• _Data supplied_:

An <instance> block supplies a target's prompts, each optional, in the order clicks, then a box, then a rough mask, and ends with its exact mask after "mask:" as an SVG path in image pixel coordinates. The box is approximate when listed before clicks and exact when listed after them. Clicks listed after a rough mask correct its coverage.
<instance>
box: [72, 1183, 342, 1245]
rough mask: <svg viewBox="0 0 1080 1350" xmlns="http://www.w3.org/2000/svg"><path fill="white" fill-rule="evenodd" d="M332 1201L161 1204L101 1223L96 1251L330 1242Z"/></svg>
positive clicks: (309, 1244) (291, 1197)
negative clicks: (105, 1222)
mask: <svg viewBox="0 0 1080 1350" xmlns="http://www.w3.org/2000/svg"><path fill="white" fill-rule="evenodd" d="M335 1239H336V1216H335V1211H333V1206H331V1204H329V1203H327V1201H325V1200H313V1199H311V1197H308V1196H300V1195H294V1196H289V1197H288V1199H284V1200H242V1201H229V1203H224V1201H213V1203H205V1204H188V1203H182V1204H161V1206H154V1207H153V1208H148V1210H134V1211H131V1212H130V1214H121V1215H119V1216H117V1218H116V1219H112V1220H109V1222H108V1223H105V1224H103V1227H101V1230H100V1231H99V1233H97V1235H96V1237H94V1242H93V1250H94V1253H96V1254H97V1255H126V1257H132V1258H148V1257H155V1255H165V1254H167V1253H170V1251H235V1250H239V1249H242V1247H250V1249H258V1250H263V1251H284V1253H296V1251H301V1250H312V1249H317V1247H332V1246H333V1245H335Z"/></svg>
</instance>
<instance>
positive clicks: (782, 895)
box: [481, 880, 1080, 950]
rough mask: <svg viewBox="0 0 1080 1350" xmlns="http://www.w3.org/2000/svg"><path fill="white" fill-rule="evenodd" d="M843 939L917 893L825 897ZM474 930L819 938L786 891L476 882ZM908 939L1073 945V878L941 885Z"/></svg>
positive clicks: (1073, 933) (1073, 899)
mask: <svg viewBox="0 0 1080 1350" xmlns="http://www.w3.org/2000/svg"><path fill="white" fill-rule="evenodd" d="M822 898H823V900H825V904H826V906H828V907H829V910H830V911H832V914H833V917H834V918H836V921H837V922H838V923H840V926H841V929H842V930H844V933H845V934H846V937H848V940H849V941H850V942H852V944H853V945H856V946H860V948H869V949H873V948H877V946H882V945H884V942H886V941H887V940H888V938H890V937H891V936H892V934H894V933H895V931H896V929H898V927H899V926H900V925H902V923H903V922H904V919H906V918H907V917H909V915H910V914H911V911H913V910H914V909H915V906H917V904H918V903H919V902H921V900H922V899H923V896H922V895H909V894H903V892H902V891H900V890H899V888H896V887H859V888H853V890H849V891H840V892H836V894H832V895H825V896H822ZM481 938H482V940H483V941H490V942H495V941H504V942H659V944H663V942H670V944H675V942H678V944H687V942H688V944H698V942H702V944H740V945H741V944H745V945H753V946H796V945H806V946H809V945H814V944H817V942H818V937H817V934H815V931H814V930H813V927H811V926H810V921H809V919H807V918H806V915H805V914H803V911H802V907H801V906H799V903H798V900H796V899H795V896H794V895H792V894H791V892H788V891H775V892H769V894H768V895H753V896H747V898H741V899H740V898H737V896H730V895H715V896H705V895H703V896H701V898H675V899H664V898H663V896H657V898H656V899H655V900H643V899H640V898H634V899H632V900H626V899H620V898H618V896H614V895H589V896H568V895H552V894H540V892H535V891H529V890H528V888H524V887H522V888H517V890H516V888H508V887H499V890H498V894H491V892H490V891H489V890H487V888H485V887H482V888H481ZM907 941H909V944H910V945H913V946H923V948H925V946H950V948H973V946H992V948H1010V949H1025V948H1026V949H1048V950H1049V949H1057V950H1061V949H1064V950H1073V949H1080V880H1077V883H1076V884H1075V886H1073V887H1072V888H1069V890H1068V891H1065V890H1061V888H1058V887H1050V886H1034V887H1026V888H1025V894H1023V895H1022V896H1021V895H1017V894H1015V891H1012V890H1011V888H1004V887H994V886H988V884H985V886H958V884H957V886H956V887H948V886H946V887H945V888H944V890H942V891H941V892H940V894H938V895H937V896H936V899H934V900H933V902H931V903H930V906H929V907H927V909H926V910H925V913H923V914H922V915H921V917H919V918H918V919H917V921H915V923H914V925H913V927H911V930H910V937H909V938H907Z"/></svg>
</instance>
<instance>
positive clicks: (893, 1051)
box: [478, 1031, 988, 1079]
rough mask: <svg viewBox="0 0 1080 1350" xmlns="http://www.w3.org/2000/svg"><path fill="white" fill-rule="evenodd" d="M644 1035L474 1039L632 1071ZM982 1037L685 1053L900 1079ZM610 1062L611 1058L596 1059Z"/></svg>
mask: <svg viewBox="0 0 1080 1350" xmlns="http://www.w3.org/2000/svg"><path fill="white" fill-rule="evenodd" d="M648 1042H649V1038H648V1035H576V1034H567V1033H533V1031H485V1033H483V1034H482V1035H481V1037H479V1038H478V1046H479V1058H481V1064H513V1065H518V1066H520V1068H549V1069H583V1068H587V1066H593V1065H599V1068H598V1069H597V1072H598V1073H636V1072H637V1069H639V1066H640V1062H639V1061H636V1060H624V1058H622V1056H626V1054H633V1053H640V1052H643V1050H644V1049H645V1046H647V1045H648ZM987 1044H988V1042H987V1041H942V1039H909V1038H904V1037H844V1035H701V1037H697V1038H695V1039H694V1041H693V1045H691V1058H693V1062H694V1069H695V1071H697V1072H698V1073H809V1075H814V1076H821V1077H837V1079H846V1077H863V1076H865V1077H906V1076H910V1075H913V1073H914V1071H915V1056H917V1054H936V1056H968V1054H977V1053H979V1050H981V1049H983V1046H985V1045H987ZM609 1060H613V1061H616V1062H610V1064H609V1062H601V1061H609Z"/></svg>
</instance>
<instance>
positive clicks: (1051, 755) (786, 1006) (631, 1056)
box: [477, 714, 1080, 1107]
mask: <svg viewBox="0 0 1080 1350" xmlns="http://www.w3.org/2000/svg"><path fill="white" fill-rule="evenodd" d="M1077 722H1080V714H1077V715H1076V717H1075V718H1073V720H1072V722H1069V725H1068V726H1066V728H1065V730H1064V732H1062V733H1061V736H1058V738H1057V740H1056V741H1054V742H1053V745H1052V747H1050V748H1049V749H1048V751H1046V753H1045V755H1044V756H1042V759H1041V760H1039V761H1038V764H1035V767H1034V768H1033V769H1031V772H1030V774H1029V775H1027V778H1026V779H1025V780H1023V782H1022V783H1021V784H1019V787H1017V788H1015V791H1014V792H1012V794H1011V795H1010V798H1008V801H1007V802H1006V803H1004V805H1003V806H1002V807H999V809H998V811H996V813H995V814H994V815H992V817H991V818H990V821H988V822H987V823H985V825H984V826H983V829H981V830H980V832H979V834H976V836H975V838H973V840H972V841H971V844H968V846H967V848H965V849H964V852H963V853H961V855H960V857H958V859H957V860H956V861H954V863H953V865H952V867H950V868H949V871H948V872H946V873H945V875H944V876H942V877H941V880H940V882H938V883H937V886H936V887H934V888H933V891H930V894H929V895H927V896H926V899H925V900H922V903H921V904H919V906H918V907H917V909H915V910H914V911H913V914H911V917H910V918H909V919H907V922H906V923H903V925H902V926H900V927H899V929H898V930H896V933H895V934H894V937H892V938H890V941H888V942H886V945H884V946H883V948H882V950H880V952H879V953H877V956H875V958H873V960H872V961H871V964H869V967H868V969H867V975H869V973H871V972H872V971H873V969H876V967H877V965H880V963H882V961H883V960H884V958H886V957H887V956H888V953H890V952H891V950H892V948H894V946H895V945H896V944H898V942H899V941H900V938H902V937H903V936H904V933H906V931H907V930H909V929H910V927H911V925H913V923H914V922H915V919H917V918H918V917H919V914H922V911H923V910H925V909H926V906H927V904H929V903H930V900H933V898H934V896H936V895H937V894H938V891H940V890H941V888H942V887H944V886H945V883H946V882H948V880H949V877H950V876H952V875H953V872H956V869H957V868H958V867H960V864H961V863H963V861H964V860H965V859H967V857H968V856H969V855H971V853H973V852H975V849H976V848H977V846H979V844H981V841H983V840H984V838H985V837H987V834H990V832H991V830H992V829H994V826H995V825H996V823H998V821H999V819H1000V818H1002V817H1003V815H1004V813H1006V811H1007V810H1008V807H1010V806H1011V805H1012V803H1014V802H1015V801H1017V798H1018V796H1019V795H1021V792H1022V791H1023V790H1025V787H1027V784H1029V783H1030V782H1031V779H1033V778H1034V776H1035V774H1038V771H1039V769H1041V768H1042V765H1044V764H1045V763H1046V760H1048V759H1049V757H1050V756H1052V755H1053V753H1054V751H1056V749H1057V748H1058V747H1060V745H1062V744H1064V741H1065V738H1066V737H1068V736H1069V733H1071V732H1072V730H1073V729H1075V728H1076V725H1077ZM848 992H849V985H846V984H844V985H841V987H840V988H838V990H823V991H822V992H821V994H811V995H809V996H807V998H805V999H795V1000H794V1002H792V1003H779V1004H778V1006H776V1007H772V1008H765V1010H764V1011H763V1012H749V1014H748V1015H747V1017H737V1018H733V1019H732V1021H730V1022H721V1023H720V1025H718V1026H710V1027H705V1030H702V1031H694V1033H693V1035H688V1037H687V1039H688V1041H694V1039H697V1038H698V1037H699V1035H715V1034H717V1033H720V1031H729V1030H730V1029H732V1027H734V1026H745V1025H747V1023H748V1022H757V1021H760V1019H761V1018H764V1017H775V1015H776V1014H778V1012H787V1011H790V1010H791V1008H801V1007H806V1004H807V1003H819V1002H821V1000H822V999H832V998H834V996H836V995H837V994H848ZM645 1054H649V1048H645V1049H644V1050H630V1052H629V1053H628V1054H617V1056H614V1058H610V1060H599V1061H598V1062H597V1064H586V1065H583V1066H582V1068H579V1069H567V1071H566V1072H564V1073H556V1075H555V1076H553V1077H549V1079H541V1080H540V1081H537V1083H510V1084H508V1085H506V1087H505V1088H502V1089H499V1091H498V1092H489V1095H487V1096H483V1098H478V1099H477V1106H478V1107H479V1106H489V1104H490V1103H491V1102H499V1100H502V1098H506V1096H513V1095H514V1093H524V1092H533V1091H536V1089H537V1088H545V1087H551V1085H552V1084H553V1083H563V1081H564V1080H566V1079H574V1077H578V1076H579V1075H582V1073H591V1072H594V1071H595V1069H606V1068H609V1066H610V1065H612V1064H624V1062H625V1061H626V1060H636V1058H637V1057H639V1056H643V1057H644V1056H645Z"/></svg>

• _Goal of the exercise_: From the line holding "1201L161 1204L101 1223L96" to the line holding "positive clicks: (309, 1244) (291, 1197)", inclusive, restate each line above exactly as written.

• _Solution_:
rough mask: <svg viewBox="0 0 1080 1350" xmlns="http://www.w3.org/2000/svg"><path fill="white" fill-rule="evenodd" d="M332 1201L161 1204L101 1223L96 1251L330 1242Z"/></svg>
positive clicks: (309, 1244) (291, 1197)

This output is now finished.